─── EXCERPTED PASSAGE ───

期刊论文详细信息
Cancers
Engineering Calreticulin-Targeting Monobodies to Detect Immunogenic Cell Death in Cancer Chemotherapy
Jung-Joon Min1  Yeongjin Hong1  Ramar Thangam1  Ying Zhang1  Akhil Venu1  Sung-Hwan You1  Rukhsora D. Sultonova1 
[1] Department of Nuclear Medicine, Institute for Molecular Imaging and Theranostics, Hwasun Hospital, Chonnam National University Medical School, Hwasun 58128, Korea;
关键词: monobody;    calreticulin;    immunogenic cell death (ICD);    optical bioluminescence imaging;    early prediction of chemotherapeutic response;   
DOI  :  10.3390/cancers13112801
来源: DOAJ
【 摘 要 】

Surface-exposed calreticulin (ecto-CRT) plays a crucial role in the phagocytic removal of apoptotic cells during immunotherapy. Ecto-CRT is an immunogenic signal induced in response to treatment with chemotherapeutic agents such as doxorubicin (DOX) and mitoxantrone (MTX), and two peptides (KLGFFKR (Integrin-α) and GQPMYGQPMY (CRT binding peptide 1, Hep-I)) are known to specifically bind CRT. To engineer CRT-specific monobodies as agents to detect immunogenic cell death (ICD), we fused these peptide sequences at the binding loops (BC and FG) of human fibronectin domain III (FN3). CRT-specific monobodies were purified from E. coli by affinity chromatography. Using these monobodies, ecto-CRT was evaluated in vitro, in cultured cancer cell lines (CT-26, MC-38, HeLa, and MDA-MB-231), or in mice after anticancer drug treatment. Monobodies with both peptide sequences (CRT3 and CRT4) showed higher binding to ecto-CRT than those with a single peptide sequence. The binding affinity of the Rluc8 fusion protein–engineered monobodies (CRT3-Rluc8 and CRT4-Rluc8) to CRT was about 8 nM, and the half-life in serum and tumor tissue was about 12 h. By flow cytometry and confocal immunofluorescence of cancer cell lines, and by in vivo optical bioluminescence imaging of tumor-bearing mice, CRT3-Rluc8 and CRT4-Rluc8 bound specifically to ecto-CRT and effectively detected pre-apoptotic cells after treatment with ICD-inducing agents (DOX and MTX) but not a non-ICD-inducing agent (gemcitabine). Using CRT-specific monobodies, it is possible to detect ecto-CRT induction in cancer cells in response to drug exposure. This technique may be used to predict the therapeutic efficiency of chemo- and immuno-therapeutics early during anticancer treatment.

───

_WHAT THE TASK ASKS_
Translate this sentence from the calreticulin monobody abstract into Spanish: "Using CRT-specific monobodies, it is possible to detect ecto-CRT induction in cancer cells in response to drug exposure."

─── SUPPLIED RECORDS ───

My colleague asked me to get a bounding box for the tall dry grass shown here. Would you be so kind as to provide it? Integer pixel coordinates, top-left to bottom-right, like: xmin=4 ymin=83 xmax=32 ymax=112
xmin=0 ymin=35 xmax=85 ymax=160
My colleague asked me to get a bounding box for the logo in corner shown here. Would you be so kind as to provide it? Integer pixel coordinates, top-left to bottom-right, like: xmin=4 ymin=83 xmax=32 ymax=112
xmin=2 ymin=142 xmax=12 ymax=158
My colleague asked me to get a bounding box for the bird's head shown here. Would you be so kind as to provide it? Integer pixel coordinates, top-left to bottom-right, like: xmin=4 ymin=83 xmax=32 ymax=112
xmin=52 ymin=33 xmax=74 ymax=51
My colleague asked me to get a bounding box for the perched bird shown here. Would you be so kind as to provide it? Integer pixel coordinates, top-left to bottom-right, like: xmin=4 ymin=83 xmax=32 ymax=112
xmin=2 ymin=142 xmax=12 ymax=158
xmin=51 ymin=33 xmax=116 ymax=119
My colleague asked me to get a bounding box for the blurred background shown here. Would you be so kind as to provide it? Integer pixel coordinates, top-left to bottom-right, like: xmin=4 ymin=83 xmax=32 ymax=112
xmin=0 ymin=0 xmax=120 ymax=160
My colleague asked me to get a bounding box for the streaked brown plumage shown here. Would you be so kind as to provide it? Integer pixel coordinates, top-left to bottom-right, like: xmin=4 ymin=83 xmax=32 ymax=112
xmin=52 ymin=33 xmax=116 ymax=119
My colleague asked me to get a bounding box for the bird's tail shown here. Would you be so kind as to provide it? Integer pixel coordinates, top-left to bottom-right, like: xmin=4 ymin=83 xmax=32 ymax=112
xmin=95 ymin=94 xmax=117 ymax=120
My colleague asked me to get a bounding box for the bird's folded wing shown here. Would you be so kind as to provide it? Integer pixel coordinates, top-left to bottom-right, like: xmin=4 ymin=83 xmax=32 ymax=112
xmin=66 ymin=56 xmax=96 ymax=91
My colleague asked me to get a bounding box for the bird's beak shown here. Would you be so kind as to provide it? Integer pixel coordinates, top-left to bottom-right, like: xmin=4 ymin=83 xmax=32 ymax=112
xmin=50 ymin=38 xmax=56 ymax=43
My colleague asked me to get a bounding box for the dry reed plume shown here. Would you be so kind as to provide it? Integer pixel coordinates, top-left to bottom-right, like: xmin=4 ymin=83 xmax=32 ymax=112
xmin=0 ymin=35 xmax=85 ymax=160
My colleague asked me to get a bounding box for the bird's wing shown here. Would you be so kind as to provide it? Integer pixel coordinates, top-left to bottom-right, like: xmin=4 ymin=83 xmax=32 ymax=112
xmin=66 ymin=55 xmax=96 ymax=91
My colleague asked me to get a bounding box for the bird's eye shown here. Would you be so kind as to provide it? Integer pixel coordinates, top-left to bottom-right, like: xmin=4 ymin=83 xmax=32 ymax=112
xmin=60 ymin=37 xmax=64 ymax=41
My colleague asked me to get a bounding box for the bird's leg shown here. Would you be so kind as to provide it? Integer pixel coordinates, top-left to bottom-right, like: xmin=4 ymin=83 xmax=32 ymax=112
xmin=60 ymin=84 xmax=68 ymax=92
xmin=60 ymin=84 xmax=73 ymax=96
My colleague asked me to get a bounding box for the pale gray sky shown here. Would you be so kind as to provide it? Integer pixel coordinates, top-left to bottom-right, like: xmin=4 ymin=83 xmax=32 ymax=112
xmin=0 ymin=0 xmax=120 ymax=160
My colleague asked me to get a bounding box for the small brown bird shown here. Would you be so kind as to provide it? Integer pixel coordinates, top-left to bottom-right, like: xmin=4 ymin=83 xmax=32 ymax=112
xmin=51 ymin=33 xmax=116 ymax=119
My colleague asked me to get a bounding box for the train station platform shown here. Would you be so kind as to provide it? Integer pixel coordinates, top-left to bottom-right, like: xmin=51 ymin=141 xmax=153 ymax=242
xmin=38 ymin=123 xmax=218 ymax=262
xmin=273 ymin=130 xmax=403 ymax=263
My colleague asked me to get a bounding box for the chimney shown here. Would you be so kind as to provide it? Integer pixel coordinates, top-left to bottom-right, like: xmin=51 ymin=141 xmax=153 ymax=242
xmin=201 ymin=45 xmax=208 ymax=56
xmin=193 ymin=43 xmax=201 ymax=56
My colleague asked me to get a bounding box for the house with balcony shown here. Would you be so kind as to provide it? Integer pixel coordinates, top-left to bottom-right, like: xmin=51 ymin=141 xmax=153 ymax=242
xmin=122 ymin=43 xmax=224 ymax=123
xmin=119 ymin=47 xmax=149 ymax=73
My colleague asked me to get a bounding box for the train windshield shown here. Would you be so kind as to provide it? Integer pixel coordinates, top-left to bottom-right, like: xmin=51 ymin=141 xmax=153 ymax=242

───

_TASK RESULT_
Mediante monocuerpos específicos de CRT, es posible detectar la inducción de ecto-CRT en células cancerosas en respuesta a la exposición a fármacos.